Across the data below, how many lines have the word "rough" in them? Respond with the number alone.
BEGIN RECORDS
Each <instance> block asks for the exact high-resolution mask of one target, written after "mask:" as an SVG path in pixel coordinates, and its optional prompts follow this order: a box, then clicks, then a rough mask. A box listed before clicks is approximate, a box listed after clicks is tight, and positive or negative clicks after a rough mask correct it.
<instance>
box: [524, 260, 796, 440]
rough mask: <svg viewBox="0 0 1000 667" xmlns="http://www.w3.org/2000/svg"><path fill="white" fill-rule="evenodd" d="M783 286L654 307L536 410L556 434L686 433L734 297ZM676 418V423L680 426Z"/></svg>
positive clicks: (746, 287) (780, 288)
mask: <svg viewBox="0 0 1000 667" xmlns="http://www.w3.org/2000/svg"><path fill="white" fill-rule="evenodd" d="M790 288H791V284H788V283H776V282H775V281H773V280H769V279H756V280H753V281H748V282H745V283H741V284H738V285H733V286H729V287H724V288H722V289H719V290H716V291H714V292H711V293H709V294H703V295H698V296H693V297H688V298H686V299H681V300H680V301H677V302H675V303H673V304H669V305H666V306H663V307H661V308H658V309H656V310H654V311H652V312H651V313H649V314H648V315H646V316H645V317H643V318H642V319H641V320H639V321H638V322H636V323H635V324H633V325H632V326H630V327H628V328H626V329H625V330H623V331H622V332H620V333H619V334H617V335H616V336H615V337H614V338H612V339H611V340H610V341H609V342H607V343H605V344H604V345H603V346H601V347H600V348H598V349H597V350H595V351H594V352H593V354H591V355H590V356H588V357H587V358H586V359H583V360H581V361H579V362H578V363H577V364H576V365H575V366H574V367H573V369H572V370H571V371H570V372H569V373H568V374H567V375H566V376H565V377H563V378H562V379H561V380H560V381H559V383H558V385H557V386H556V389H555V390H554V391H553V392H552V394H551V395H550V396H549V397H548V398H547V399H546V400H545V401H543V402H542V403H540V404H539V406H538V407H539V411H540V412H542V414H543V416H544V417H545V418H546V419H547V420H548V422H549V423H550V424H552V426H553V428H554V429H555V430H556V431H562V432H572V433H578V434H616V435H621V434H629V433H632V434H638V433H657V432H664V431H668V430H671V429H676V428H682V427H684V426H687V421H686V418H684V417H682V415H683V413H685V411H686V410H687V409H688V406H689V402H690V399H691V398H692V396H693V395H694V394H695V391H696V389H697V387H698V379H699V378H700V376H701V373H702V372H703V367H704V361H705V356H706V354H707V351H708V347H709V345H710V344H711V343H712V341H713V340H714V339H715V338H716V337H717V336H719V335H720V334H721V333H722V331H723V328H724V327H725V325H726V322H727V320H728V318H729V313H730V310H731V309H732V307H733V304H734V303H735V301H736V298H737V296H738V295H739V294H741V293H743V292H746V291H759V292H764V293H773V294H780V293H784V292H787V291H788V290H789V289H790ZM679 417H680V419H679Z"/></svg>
END RECORDS
EXERCISE OUTPUT:
2